■ **作業内容**:
本文のうち、「さらに1Rには場外転落、カットのアクシデントもあった。」を含む語句で始まり「トしており、大きく出血した。」で終わる部分を、一字一句違えずに書き出してください。

■ **本文**:
____

瞼のカットはバッティングだった。再開後にサミングも
「バレなきゃ反則じゃないみたいな、確信犯。それもテクニックのひとつだと思いますけど、明らかなロープ掴みとかは違う。悪意があるか無いか」という斎藤は、1R終盤、ロープ際での攻防でレフェリーにサミングの反則を訴えている。
「指とかが入って、1Rの終わりくらいかな、上に乗られて叩かれて叩いた後にやったり……してきてた。傷口だったらいいんですけど、目とか(指を)ぐりぐりやられるのはヤバいじゃないですか。だからすぐに言いました。『目に指を入れてる!』って。外国人選手、見えないところでそういうのをやることはあるんですよ」
さらに1Rには場外転落、カットのアクシデントもあった。
【写真】偶発的なバッティング後、斎藤の右瞼が切れていることが分かる。
スタンドで斎藤は左ミドルを脇腹にヒット。続く右オーバーハンドと、ケラモフの右が交錯。ここで斎藤は頭を左下に傾けて打っているため、頭同士が当たっているようには見えない。公式動画とは異なる本誌カメラで確認したところ、その直後の首相撲の攻防で、ケラモフの頭が斎藤の顔に当たり、その後、瞼に切り傷が確認できる。
続けて左で差す斎藤にケラモフは右で小手に巻き、ロープに向けて払い腰! 5本ロープの3本目と4本目の間から転落する斎藤。その際に、3本目のロープにも顔を擦りつけた斎藤は、広いエプロンに尻を着いてからリング下に転落。立ち上がると、右瞼をカットしており、大きく出血した。
「場所が悪かった。ロープに向かって投げられたら、そりゃ、行きます。ロープに引っ掛かってもちゃもちゃっと落ちたからダメージとかは無いですけど、でもあの時、落ちる前の接触でたぶん切れたと思うんですけどね。頭で切れたのか拳で切れたのか、スローで見たい。(リングに)戻る前には切れてたんで、アレと」
その後のダブルレッグで下になった斎藤は、ケラモフの傷口狙いの鉄槌後に、サミングを受けた。

____

■ **データ一覧**:

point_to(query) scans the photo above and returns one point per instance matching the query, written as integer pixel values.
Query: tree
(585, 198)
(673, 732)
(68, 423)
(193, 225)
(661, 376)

____

■ **解答**:
さらに1Rには場外転落、カットのアクシデントもあった。
【写真】偶発的なバッティング後、斎藤の右瞼が切れていることが分かる。
スタンドで斎藤は左ミドルを脇腹にヒット。続く右オーバーハンドと、ケラモフの右が交錯。ここで斎藤は頭を左下に傾けて打っているため、頭同士が当たっているようには見えない。公式動画とは異なる本誌カメラで確認したところ、その直後の首相撲の攻防で、ケラモフの頭が斎藤の顔に当たり、その後、瞼に切り傷が確認できる。
続けて左で差す斎藤にケラモフは右で小手に巻き、ロープに向けて払い腰! 5本ロープの3本目と4本目の間から転落する斎藤。その際に、3本目のロープにも顔を擦りつけた斎藤は、広いエプロンに尻を着いてからリング下に転落。立ち上がると、右瞼をカットしており、大きく出血した。